We find and hold that the exhaustion doctrine applies even where, as was argued by the appellants herein, what is sought to be challenged is the very authority of the organs before whom the dispute was to be placed.”
37. Like every other doctrine, the exhaustion doctrine has exemptions. In Republic v Independent Electoral and Boundaries Commission (IEBC) Ex parte National Super Alliance (NASA) Kenya & 6 others [2017] eKLR this Court (J. Ngugi, G. V. Odunga and J. M. Mativo, JJ) highlighted the exemptions as follows:-
“What emerges from our jurisprudence in these cases are at least two principles: while, exceptions to the exhaustion requirement are not clearly delineated, Courts must undertake an extensive analysis of the facts, regulatory scheme involved, the nature of the interests involved – including level of public interest involved and the polycentricity of the issue (and hence the ability of a statutory forum to balance them) to determine whether an exception applies. As the Court of Appeal acknowledged in the Shikara Limited Case (supra), the High Court may, in exceptional circumstances, find that exhaustion requirement would not serve the values enshrined in the Constitution or law and permit the suit to proceed before it.
This exception to the exhaustion requirement is particularly likely where a party pleads issues that verge on Constitutional interpretation especially in virgin areas or where an important constitutional value is at stake. ….
In our view, to bar a person from carrying out his constitutional obligation and mandate of upholding and defending the Constitution would amount to abdication by this Court of one of its core mandate under Article 165(2)(d) of the Constitution…..
The second principle suggested by case law for limiting the applicability of the doctrine of exhaustion in appropriate cases is that a statutory provision providing an alternative forum for dispute resolution must be carefully read so as not to oust the jurisdiction of the Court to consider valid grievances from parties who may not have audience before the forum created, or who may not have the quality of audience before the forum which is proportionate to the interests the party wishes to advance in a suit.”
38. Where a party fails to demonstrate that any of the exceptions is available in respect of their case, the court is allowed to deny such a party a remedy for failure to exhaust the alternative process. This was stated by the Court of Appeal in Republic v National Environmental Management Authority [2011] eKLR when it held that:-
“We agree with Mr. Ngatia that the issues raised in the Appellant’s notice of motion were in the domain of public law. But we do not accept that once a matter falls within the public law domain, judicial review is the only way to litigate upon it or it must be through the judicial review process. As we pointed out earlier, Mr. Ngatia did not contend that the matter fell outside the jurisdiction of the Tribunal specifically created to deal with disputes concerning the environment. The Tribunal itself is a public body created by statute to administer the appeal process under the Act; it cannot deal with matters concerning private law for instance. The learned Judge was merely weighing the issue of whether the High Court was in a better position to deal with the matter than the Tribunal. She dealt with the speed or pace at which the Tribunal would be able to resolve the matter and compared that with the speed or pace which would be adopted by the busier courts. She dealt with the expertise available in the Tribunal as against the High Court and such like matters and having taken all those considerations into account, she concluded that the matter ought to have been dealt with by way of an appeal rather than by way of judicial review. The Judge backed up her decision with authorities such R V. BIRMINGHAM CITY COUNCIL, ex parte FERRERO LTD [1993] 1 ALL E.R 530. HORSHAM DISTRICT COMMISSION, ex parte WENHAM [1955] 1 WLR 680; HARLEY DEVT INC V. COMMISSION OF INLAND REVENUE [1996] 1 WLR 727; R V. WANDSWORTH COUNTY COURT [2003] 1 WLR 475 and the local case of JAMES NJENGA KARUME V. CR, 192/1992.
-.-.-
Continue the court passage on the exhaustion doctrine, starting after its last sentence.

#### Dataset excerpts
-.-.-
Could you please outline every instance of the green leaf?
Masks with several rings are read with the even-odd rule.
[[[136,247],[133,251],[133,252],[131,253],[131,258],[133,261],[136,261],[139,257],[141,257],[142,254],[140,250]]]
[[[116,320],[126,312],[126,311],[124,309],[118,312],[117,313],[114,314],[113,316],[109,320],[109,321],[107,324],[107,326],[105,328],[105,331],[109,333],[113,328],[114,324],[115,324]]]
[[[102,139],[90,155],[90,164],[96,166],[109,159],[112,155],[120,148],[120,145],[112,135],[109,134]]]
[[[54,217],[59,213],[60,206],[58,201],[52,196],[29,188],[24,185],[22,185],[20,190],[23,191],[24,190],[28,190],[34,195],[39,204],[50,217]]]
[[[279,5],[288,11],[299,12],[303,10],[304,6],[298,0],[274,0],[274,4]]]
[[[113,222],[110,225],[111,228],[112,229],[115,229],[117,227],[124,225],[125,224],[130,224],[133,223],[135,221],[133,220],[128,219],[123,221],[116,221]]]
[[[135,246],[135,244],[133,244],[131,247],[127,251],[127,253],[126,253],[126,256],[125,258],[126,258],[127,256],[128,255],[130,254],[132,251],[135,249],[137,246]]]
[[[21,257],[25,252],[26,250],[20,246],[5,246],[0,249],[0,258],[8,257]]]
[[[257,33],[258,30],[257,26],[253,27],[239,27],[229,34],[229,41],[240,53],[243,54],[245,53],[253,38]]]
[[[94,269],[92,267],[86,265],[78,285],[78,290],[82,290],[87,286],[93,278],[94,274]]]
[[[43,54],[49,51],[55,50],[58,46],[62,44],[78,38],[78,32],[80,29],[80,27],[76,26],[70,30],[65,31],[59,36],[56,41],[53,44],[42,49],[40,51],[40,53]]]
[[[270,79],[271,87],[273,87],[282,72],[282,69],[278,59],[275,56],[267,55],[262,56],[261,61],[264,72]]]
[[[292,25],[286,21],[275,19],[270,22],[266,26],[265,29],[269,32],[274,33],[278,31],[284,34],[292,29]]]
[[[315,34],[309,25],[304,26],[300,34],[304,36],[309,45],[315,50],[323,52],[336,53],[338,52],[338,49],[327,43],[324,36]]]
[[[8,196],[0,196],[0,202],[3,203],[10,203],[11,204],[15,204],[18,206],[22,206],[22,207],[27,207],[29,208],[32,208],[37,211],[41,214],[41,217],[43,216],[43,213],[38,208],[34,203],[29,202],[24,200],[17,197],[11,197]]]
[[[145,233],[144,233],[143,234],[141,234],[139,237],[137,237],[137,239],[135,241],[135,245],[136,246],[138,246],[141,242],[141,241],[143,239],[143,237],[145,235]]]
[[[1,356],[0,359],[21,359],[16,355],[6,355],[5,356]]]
-.-.-
#### Output of the task
The principle running through these cases is where there was an alternative remedy and especially where Parliament had provided a statutory appeal procedure, it is only in exceptional circumstances that an order for judicial review would be granted, and that in determining whether an exception should be made and judicial review granted, it was necessary for the court to look carefully at the suitability of the statutory appeal in the context of the particular case and ask itself what, in the context of the statutory powers, was the real issue to be determined and whether the statutory appeal procedure was suitable to determine it – see for example R v BIRMINGHAM CITY COUNCIL, ex parte FERRERO LTD. Case. The learned trial Judge, in our respectful view, considered these strictures and came to the conclusion that the Appellant had failed to demonstrate to her what exceptional circumstances existed in its case which would remove it from the appeal process set out in the statute. With respect, we agree with the Judge.”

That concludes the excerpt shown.